## Written exercise
Extract the full set of records that follows, word for word.

>> Begin

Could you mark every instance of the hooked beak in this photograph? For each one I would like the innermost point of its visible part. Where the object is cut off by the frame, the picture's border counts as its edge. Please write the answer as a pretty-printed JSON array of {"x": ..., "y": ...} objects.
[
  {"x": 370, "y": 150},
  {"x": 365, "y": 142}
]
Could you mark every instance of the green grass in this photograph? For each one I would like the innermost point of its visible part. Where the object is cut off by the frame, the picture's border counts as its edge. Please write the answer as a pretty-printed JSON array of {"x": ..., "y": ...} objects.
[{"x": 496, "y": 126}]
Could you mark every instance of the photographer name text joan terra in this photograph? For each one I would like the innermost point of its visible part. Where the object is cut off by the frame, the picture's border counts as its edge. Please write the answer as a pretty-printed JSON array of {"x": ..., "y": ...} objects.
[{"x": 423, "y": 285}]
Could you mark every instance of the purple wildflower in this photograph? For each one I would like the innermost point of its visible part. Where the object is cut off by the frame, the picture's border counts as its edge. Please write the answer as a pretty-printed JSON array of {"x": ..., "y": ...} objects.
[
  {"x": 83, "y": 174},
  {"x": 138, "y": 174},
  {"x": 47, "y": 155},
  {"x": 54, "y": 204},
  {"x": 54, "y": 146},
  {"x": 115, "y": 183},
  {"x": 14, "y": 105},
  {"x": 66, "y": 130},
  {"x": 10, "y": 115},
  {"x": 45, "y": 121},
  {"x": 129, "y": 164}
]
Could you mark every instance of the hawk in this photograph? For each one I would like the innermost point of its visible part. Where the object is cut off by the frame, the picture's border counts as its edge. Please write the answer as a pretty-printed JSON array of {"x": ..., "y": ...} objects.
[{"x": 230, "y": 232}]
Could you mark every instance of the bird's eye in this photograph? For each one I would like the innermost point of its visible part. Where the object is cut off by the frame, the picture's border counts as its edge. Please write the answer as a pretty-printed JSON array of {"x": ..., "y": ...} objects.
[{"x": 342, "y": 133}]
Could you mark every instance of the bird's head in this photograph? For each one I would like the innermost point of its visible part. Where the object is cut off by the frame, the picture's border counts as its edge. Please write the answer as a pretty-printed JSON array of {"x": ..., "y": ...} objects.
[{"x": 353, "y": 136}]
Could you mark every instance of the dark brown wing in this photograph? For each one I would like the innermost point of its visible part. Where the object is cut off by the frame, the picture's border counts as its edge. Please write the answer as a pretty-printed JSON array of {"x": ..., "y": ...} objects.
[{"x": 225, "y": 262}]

>> End

## Exercise output
Could you mark every instance of the hooked beak in this photograph? For each one I would like the innermost point of its visible part. Where the object is cut off by the frame, the picture's border counts as its edge. Please write the answer as a pretty-printed JSON array of {"x": ..., "y": ...} objects.
[
  {"x": 370, "y": 150},
  {"x": 365, "y": 142}
]
Could you mark every instance of the green grass in this photograph? For each one I would like the innermost point of its visible part. Where the object is cut off by the frame, the picture's border counts as its edge. Please write the answer as a pretty-printed JSON array of {"x": ..., "y": ...} objects.
[{"x": 496, "y": 126}]
Could you mark every instance of the photographer name text joan terra in this photograph? For each one I would like the innermost point of its visible part. Where the object is cut off by the frame, the picture's border counts as its edge. Please write the answer as a pretty-printed JSON array of {"x": ..., "y": ...} objects.
[{"x": 423, "y": 285}]
Could you mark every instance of the purple wildflower in this photograph? For each one I would like the innermost point of its visible part. Where the object is cut off by the frame, the picture's border counts as its edge. Please write the answer as a pretty-printed JSON array of {"x": ..., "y": ...} objects.
[
  {"x": 83, "y": 174},
  {"x": 138, "y": 174},
  {"x": 47, "y": 155},
  {"x": 54, "y": 204},
  {"x": 54, "y": 146},
  {"x": 115, "y": 183},
  {"x": 14, "y": 105},
  {"x": 66, "y": 130},
  {"x": 10, "y": 115},
  {"x": 45, "y": 121},
  {"x": 129, "y": 164}
]
Could you mark every instance of the hawk in this photograph? For each one I would like the innermost point of its visible part. Where the object is cut off by the frame, the picture's border counts as its edge. Please write the answer as a pretty-printed JSON array of {"x": ..., "y": ...} objects.
[{"x": 230, "y": 232}]
Could you mark every instance of the bird's eye in this photograph? For each one I would like the innermost point of its visible part. Where the object is cut off by the frame, the picture's border counts as its edge. Please write the answer as a pretty-printed JSON array of {"x": ..., "y": ...} objects.
[{"x": 342, "y": 133}]
Could you mark every instance of the bird's head in this photograph? For each one I would like the innermost point of its visible part. Where the object is cut off by the frame, the picture's border counts as its edge. Please write the answer as a pretty-printed JSON array of {"x": ..., "y": ...} objects.
[{"x": 353, "y": 136}]
Could you mark every instance of the dark brown wing in this photograph? For each one I would like the innermost point of its visible part. Where the object is cut off by the frame, the picture's border counts as its edge. Please write the answer as a pretty-printed JSON array of {"x": ..., "y": ...} objects.
[{"x": 225, "y": 262}]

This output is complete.